Find every line in the records below that contains the string "small", matching case exactly, and copy each of those lines.

§

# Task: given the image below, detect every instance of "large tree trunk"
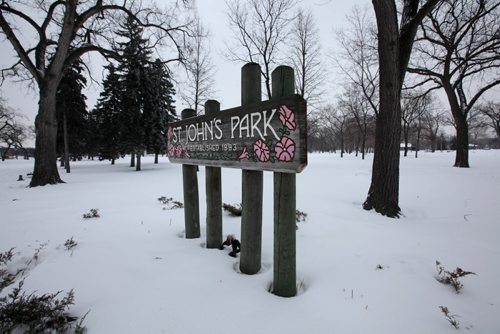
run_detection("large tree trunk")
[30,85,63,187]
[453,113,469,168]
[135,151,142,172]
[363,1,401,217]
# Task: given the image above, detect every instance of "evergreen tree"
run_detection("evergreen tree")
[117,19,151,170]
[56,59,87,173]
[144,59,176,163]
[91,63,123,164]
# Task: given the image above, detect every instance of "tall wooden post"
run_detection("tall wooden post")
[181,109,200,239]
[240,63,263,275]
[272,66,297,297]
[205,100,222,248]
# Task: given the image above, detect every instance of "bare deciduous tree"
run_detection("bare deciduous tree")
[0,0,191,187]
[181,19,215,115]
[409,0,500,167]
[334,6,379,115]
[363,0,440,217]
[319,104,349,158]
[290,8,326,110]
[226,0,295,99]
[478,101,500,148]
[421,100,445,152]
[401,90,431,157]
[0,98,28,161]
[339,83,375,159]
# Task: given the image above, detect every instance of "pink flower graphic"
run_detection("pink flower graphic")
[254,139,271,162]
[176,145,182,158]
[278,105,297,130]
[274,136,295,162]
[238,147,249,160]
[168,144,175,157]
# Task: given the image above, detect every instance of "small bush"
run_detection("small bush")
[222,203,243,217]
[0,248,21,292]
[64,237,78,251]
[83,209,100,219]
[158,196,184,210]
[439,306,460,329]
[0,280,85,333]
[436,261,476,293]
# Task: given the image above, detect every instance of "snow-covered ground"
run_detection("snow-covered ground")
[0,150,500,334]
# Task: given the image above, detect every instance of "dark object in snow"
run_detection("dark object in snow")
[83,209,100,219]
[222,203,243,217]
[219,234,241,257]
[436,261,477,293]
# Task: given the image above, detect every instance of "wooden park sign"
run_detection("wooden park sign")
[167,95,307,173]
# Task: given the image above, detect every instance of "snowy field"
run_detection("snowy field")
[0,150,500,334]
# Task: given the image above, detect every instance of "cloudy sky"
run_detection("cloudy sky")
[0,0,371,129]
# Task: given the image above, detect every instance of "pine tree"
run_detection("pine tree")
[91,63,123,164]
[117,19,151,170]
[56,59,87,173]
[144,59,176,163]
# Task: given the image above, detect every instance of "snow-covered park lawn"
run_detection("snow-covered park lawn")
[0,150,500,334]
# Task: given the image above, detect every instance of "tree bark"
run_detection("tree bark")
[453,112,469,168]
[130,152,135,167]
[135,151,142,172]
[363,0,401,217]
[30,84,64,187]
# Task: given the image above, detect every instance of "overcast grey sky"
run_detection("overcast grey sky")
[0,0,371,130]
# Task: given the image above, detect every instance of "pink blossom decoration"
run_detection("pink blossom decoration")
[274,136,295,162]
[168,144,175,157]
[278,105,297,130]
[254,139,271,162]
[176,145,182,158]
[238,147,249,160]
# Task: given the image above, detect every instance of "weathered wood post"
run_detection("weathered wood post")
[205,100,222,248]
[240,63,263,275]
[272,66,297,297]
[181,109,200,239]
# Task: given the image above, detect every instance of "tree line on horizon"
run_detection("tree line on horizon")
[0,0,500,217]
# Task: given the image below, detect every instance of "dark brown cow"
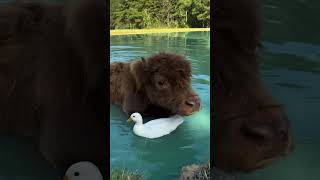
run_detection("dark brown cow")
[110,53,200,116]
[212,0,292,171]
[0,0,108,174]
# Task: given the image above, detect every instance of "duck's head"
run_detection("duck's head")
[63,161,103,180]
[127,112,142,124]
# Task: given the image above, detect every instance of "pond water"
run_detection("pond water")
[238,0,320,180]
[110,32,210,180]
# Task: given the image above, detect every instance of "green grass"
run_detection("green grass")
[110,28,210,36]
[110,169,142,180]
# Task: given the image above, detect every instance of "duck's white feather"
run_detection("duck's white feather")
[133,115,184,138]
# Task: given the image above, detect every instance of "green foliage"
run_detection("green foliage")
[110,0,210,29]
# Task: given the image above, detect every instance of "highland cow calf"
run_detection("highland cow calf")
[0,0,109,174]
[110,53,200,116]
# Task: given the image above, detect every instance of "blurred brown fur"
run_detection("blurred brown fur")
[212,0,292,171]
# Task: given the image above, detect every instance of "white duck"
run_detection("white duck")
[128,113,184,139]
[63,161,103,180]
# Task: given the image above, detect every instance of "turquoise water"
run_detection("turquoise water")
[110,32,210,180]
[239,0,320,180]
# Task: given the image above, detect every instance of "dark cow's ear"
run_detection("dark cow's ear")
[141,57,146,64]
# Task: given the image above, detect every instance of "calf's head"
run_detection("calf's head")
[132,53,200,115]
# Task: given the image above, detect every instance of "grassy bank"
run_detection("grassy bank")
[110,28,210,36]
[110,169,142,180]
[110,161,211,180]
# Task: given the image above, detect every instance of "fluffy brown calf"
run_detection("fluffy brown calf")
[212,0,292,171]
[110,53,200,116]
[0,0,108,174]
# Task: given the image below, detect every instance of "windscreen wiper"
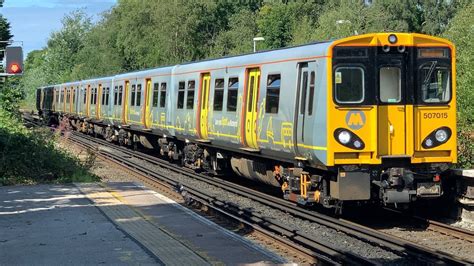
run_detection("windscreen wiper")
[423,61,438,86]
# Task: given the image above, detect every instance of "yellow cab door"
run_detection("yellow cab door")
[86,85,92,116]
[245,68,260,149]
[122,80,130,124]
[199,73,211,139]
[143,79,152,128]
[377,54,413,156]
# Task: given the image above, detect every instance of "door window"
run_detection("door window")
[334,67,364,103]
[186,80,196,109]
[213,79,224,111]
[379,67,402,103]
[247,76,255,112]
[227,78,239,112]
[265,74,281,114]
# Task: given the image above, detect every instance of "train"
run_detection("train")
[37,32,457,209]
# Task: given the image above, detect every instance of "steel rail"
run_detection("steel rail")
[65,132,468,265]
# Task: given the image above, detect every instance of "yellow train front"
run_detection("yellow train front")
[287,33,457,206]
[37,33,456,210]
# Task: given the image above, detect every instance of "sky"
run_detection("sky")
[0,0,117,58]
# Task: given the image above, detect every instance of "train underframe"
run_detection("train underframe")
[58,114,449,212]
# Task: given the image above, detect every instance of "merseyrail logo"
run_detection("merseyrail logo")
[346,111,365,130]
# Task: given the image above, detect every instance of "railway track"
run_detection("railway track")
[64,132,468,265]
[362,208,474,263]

§

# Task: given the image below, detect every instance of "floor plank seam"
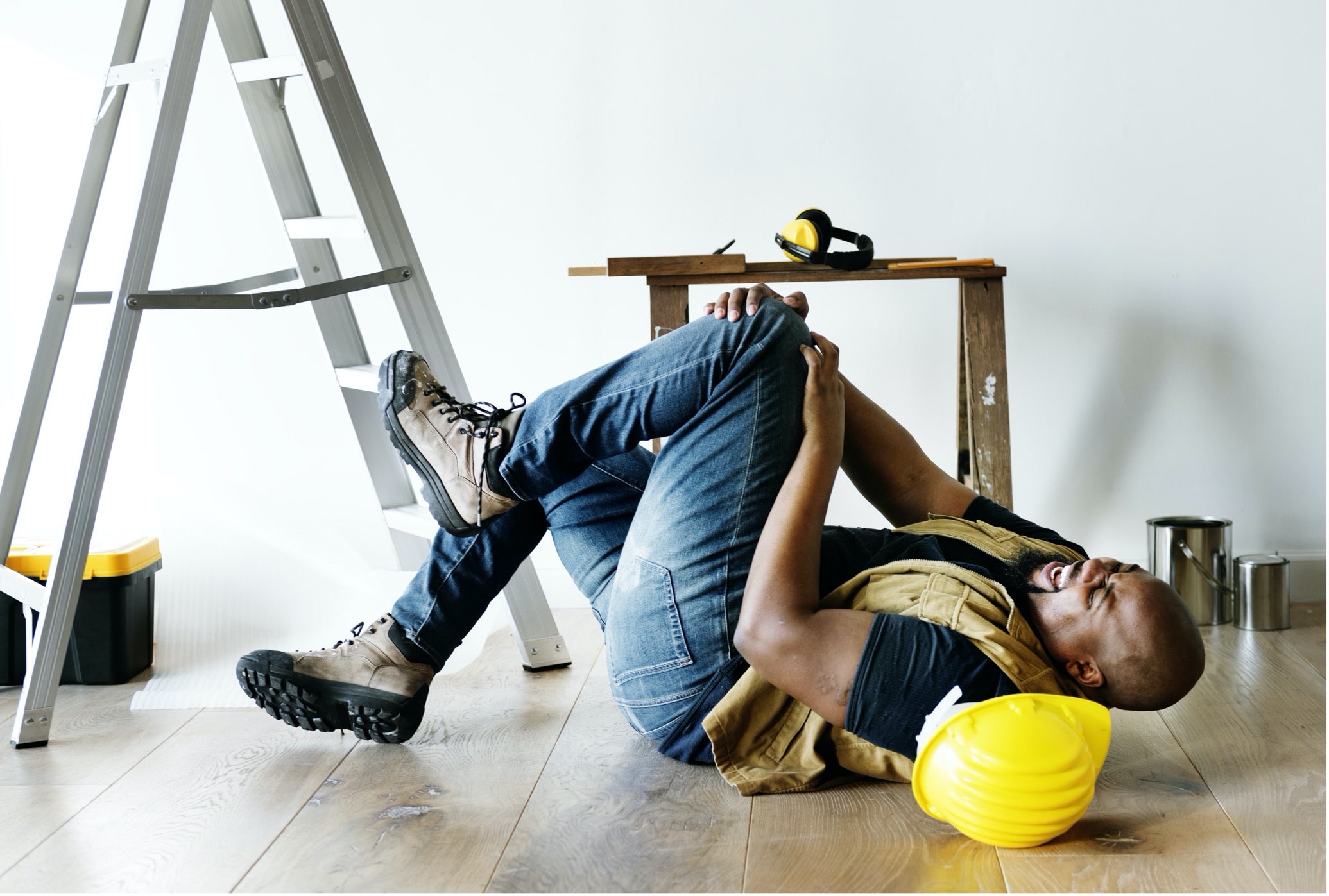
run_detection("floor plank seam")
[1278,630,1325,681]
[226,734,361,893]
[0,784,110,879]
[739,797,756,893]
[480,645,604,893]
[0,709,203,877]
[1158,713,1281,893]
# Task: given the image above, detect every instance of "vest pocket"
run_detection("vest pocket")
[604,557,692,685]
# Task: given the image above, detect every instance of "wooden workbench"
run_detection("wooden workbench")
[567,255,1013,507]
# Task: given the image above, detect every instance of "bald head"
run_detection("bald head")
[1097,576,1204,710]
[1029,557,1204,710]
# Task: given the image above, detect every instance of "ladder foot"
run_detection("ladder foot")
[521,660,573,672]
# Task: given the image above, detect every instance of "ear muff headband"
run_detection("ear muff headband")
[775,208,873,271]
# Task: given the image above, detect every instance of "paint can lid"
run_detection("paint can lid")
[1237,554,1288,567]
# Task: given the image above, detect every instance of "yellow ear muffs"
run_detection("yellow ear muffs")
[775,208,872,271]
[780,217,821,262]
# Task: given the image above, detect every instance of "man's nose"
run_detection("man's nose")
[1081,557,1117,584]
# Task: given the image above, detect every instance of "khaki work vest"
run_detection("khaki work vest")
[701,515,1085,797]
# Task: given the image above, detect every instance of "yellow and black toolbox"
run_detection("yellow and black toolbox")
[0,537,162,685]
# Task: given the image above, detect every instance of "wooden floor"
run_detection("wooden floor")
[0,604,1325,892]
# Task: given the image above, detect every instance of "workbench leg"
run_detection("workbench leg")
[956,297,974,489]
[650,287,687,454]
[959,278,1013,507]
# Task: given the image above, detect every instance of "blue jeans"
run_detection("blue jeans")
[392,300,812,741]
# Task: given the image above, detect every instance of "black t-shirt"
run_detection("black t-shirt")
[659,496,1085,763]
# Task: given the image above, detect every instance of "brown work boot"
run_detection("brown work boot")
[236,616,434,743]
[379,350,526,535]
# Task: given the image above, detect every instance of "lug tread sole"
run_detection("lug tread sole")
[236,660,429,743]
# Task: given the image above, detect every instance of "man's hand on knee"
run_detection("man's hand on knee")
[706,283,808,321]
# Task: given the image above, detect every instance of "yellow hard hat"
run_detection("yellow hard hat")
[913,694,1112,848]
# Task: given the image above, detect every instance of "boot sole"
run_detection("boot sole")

§

## WORKED SOLUTION
# Task: given the image above, detect every instance of "small bush"
run_detection("small bush")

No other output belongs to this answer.